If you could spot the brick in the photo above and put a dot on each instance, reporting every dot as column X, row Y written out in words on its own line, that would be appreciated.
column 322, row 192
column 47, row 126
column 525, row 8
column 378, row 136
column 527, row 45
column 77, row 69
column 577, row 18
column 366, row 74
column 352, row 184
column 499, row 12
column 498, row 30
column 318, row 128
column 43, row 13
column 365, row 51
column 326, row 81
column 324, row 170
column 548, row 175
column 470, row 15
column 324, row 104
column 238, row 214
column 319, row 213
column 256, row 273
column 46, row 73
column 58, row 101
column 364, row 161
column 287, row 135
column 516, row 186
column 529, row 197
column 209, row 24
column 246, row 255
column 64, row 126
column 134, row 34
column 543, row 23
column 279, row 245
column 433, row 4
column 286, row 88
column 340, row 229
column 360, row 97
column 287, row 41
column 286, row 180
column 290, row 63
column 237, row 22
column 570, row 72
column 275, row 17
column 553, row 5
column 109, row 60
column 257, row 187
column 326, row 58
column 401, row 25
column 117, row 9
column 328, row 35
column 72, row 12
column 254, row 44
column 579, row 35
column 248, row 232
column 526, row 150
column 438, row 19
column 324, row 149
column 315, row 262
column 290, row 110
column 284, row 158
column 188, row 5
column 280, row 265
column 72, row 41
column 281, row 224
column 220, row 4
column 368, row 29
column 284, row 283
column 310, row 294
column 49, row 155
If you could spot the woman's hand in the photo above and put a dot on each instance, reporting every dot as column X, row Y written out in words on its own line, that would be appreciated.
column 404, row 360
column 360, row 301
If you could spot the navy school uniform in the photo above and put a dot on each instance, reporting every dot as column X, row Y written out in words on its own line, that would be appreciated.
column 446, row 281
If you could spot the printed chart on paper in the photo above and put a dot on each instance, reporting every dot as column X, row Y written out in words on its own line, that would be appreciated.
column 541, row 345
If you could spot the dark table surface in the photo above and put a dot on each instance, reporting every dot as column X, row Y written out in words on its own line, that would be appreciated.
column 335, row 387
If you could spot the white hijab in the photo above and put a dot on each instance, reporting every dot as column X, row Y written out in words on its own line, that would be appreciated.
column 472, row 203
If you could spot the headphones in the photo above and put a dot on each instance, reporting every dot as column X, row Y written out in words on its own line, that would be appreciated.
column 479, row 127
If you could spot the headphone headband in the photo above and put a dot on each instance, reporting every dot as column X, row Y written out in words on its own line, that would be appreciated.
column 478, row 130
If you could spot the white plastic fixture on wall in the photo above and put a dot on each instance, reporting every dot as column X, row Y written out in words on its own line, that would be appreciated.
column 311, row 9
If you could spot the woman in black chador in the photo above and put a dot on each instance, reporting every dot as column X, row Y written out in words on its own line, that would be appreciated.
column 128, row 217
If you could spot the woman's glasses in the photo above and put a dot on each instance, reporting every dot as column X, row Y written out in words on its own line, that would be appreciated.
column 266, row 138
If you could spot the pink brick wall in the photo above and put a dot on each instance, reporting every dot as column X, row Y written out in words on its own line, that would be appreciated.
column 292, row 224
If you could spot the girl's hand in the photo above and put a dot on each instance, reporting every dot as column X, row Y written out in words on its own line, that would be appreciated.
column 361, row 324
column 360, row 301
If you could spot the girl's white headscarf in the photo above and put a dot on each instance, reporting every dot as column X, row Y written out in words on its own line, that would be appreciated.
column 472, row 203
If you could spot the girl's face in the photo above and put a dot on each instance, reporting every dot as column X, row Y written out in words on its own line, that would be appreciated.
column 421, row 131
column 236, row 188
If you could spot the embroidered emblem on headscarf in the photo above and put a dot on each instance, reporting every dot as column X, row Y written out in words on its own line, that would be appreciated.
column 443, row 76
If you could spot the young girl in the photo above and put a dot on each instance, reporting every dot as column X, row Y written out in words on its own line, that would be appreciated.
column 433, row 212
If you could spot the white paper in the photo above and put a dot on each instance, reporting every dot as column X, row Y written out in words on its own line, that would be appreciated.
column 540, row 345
□ □ □
OBJECTIVE -
Present all of the lines above as a numbered list, leaving out any blank lines.

OUTPUT OF THE EXERCISE -
1. If you could spot the brick in the photo above and put a dot on each instance, reporting every dot as column X, row Y written out in words on its own line, that would be appreciated.
2. column 322, row 192
3. column 47, row 126
4. column 525, row 8
5. column 378, row 136
6. column 527, row 45
7. column 77, row 69
8. column 577, row 18
9. column 366, row 74
10. column 352, row 184
11. column 499, row 12
12. column 498, row 30
13. column 318, row 128
14. column 43, row 13
15. column 365, row 51
16. column 326, row 81
17. column 324, row 170
18. column 548, row 175
19. column 470, row 15
20. column 324, row 104
21. column 238, row 214
22. column 319, row 213
23. column 256, row 273
24. column 46, row 73
25. column 58, row 101
26. column 364, row 161
27. column 287, row 135
28. column 516, row 186
29. column 529, row 197
30. column 209, row 24
31. column 246, row 255
32. column 64, row 126
33. column 134, row 34
34. column 543, row 23
35. column 279, row 245
36. column 433, row 4
37. column 286, row 88
38. column 340, row 229
39. column 360, row 97
40. column 287, row 41
41. column 286, row 180
42. column 290, row 63
43. column 237, row 22
44. column 570, row 72
45. column 275, row 17
46. column 553, row 5
47. column 109, row 60
48. column 257, row 187
49. column 326, row 58
50. column 401, row 25
51. column 117, row 9
52. column 328, row 35
53. column 72, row 12
54. column 254, row 44
55. column 579, row 35
56. column 248, row 232
57. column 526, row 150
58. column 438, row 19
59. column 324, row 149
60. column 315, row 262
61. column 290, row 110
62. column 284, row 158
63. column 188, row 5
64. column 280, row 265
65. column 72, row 41
66. column 281, row 224
67. column 220, row 4
68. column 368, row 29
69. column 284, row 283
70. column 310, row 294
71. column 49, row 155
72. If you could spot the woman's hand in the photo above and put a dot on each instance, reporting every dot as column X, row Y written out in words on its own line, that would be appreciated.
73. column 404, row 360
74. column 360, row 301
75. If you could spot the navy school uniform in the photo above and put a dot on each instance, reporting every dot as column X, row Y written out in words on its own line, that would be appreciated.
76. column 446, row 281
77. If you could spot the printed chart on paper in the photo above and put a dot on each instance, reporting every dot as column X, row Y written out in words on its own line, that would be appreciated.
78. column 541, row 345
79. If you could spot the dark table surface in the photo above and put a dot on each instance, reporting every dot as column X, row Y written out in words on its own line, that would be appreciated.
80. column 335, row 387
81. If you could spot the white hijab in the photo above and put a dot on each instance, reporting every dot as column X, row Y written out in words on its own line, that would be appreciated.
82. column 472, row 203
83. If you could spot the headphones in the photo above and put a dot on each instance, reporting every dot as column X, row Y written out in words on its own line, that would be appreciated.
84. column 479, row 127
85. If you could spot the headphone headband in the photo above and put a dot on each instance, reporting every dot as column X, row Y written out in words on its own line, that would be appreciated.
86. column 478, row 130
87. If you could spot the white plastic fixture on wall in the photo above and put a dot on each instance, reporting every dot as column X, row Y written out in words on its own line, that would be appreciated.
88. column 311, row 9
89. If you could spot the woman in black chador in the photo above and put a dot on each instance, reporting every dot as column X, row Y written out in words on its own line, that would be appreciated.
90. column 128, row 217
91. If you could spot the woman's glasses in the photo above and put a dot on each instance, reporting every dot as column X, row Y written out in words on its own line, that would be appreciated.
92. column 266, row 138
93. If you could spot the pink brick wall in the photo above and put a dot on each instance, reporting every dot as column X, row Y written out in words on its own line, that would be appreciated.
94. column 292, row 224
95. If you could spot the girl's hand in the photo above and put a dot on each instance, reporting every dot as column X, row Y written out in words on its own line, that would be appreciated.
96. column 361, row 324
97. column 360, row 301
98. If you could spot the girl's white headscarf in the photo above and put a dot on each instance, reporting every dot as column X, row Y written out in words on its own line, that would be appreciated.
99. column 472, row 203
100. If you could spot the girl's face in the photo above and put a dot on each instance, reporting every dot as column X, row Y written out in words on its own line, that would be appreciated.
101. column 421, row 131
102. column 236, row 188
103. If you could spot the embroidered emblem on headscarf in the photo above and put a dot on each instance, reporting every dot as column X, row Y written out in words on its own line, that would be appreciated.
104. column 443, row 76
105. If you could spot the young girl in the photo above and put a dot on each instance, reporting every dot as column X, row Y written out in words on its own line, that would be appreciated.
106. column 433, row 212
107. If you could spot the white paper in the photo above and put a dot on each instance, reporting every dot as column X, row Y written out in words on its own line, that would be appreciated.
108. column 540, row 345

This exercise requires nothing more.